*** Extracted information

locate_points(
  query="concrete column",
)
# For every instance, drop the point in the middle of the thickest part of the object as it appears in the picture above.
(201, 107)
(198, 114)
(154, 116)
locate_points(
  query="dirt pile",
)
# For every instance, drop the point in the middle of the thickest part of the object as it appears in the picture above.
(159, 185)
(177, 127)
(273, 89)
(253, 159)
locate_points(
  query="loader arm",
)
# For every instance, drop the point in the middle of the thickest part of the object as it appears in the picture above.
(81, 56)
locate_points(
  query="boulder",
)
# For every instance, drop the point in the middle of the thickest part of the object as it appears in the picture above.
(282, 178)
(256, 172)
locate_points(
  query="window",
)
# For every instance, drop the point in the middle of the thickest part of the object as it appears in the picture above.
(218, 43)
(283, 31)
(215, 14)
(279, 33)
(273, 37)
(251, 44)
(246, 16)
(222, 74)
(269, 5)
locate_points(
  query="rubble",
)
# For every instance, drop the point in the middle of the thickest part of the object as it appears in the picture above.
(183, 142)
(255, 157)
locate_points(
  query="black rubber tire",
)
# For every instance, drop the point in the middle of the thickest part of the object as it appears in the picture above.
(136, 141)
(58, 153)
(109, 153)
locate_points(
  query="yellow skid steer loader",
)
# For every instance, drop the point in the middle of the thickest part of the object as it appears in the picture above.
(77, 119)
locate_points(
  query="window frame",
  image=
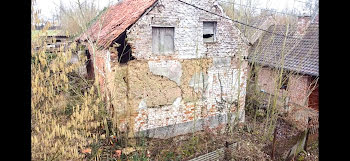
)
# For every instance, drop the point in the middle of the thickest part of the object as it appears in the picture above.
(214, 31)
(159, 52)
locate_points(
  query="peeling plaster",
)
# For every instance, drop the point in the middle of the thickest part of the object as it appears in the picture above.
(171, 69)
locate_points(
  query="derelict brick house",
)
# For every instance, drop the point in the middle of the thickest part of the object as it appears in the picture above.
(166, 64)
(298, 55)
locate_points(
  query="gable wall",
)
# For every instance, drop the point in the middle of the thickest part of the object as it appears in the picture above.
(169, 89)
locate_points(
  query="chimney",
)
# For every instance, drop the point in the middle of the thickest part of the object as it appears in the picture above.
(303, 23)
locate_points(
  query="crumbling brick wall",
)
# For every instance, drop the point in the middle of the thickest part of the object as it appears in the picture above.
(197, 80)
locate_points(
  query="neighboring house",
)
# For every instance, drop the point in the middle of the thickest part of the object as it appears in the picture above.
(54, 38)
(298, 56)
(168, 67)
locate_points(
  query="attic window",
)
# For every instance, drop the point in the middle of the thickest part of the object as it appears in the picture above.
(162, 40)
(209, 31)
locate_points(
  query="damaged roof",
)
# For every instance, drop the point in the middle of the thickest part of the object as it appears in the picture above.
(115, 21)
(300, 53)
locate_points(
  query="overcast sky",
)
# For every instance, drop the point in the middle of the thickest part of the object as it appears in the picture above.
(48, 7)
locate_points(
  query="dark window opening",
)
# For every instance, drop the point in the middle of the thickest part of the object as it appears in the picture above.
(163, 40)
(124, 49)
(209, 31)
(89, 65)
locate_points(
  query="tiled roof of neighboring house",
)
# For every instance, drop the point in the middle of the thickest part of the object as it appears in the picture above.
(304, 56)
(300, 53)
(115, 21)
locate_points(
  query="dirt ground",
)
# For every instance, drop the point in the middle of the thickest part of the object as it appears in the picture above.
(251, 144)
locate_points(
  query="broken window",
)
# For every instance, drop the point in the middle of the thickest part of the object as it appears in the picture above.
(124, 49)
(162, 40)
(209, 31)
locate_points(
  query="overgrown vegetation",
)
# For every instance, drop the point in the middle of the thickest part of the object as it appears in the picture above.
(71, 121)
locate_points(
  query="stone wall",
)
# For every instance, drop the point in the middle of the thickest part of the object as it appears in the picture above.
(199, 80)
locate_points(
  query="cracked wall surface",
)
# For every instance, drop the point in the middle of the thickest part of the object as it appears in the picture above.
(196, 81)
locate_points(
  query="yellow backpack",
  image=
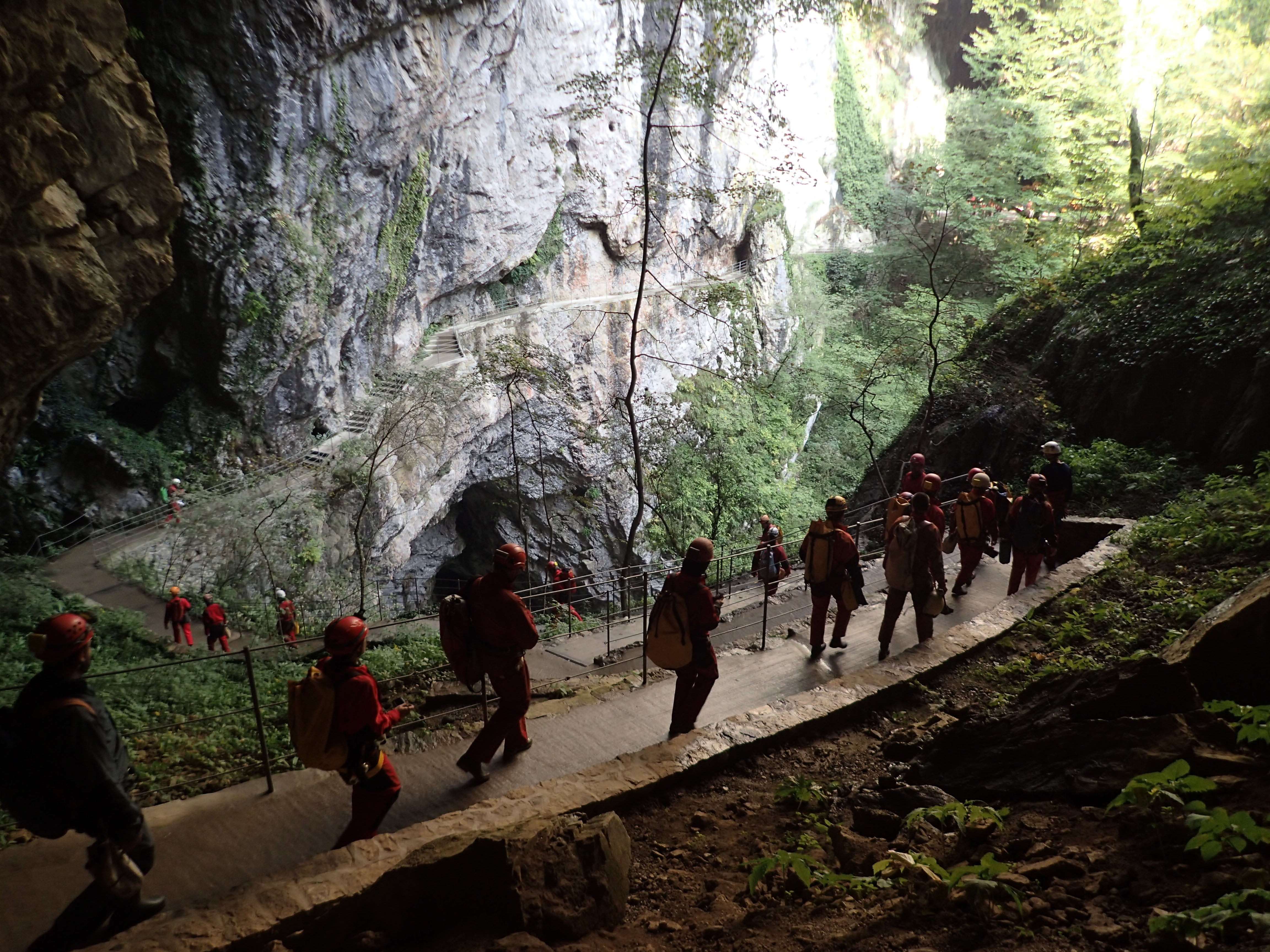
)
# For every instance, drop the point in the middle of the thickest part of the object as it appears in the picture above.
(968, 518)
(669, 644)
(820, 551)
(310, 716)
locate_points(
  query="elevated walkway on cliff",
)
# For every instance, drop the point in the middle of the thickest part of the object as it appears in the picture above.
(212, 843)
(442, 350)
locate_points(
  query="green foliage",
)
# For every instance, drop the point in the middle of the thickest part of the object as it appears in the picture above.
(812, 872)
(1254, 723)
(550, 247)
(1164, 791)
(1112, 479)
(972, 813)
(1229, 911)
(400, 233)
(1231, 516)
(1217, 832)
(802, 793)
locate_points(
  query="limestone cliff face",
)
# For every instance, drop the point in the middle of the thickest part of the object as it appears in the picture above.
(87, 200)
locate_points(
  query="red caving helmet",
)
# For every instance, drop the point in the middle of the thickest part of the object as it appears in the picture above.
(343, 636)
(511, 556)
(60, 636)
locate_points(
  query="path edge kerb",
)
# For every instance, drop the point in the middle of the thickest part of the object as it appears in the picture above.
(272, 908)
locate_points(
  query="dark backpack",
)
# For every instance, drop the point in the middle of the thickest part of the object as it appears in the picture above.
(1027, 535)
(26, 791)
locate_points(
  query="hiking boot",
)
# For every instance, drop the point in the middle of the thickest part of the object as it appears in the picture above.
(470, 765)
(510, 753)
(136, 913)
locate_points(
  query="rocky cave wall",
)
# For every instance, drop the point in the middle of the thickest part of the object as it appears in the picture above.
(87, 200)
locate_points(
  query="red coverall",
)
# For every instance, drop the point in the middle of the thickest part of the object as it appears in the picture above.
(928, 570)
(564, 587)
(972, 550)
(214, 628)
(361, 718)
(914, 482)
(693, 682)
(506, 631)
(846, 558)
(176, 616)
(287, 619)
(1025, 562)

******
*** Extracted information

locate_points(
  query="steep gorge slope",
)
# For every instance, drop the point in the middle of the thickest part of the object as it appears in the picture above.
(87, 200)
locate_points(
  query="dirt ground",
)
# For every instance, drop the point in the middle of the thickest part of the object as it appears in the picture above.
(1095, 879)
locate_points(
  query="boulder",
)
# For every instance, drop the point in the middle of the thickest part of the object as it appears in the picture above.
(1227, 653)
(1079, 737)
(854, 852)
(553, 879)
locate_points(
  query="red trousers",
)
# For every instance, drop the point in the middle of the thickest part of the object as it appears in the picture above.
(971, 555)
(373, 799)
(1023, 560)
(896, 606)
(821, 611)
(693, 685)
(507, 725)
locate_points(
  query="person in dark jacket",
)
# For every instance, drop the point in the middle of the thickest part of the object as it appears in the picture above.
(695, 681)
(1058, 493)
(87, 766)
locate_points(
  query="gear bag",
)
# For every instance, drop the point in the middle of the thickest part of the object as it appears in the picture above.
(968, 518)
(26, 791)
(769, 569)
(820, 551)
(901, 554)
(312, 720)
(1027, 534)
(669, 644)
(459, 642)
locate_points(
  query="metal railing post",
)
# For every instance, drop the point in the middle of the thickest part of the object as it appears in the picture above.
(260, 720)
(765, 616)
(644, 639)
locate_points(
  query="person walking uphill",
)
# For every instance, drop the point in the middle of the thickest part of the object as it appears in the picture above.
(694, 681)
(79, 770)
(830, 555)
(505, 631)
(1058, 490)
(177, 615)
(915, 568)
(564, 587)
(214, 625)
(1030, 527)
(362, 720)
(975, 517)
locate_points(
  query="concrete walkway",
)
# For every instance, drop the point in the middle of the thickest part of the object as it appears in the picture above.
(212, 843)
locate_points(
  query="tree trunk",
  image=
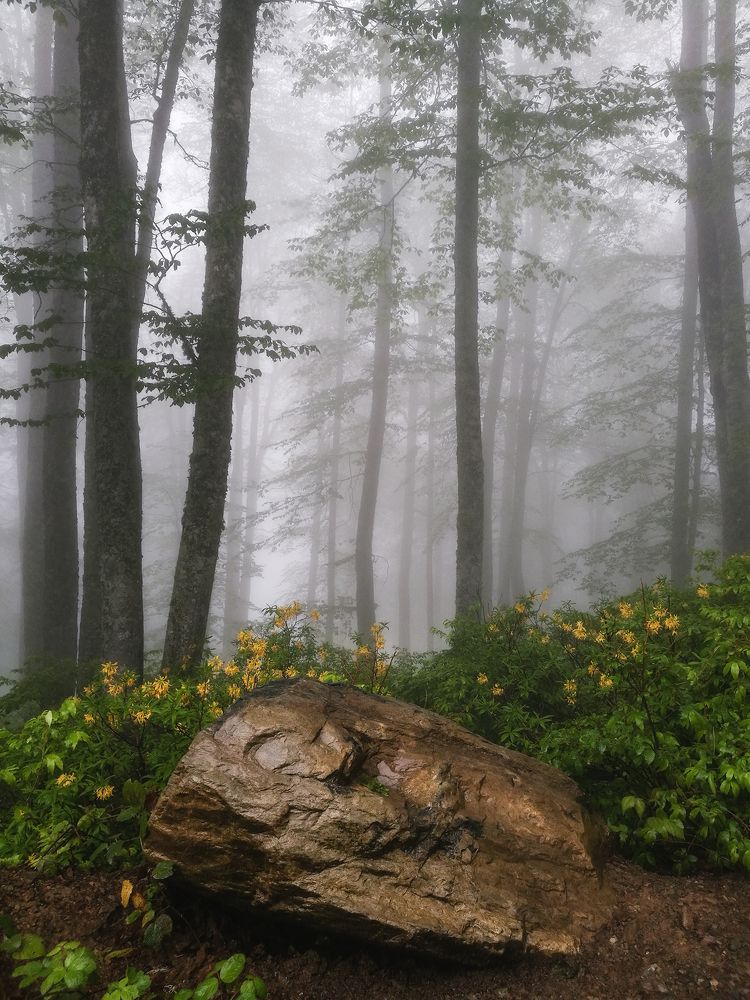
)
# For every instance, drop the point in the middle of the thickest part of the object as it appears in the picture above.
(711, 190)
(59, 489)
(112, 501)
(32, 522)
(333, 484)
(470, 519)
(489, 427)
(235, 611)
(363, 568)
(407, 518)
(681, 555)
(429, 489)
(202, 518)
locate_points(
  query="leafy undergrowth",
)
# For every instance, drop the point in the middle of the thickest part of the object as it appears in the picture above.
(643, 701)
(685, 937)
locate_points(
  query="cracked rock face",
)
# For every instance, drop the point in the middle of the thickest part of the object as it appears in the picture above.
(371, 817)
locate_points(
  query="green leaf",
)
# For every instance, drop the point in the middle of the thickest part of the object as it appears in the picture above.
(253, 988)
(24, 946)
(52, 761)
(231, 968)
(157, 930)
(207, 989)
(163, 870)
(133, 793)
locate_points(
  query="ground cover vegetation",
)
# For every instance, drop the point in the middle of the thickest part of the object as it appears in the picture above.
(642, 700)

******

■ What you need to do ■
Collect every line of the entries above that contains the string "window", treating uppercase and lowercase letters as different.

■ Solution ■
  query="window",
  query="window frame",
  query="attic window",
  query="dark window opening",
  query="broken window",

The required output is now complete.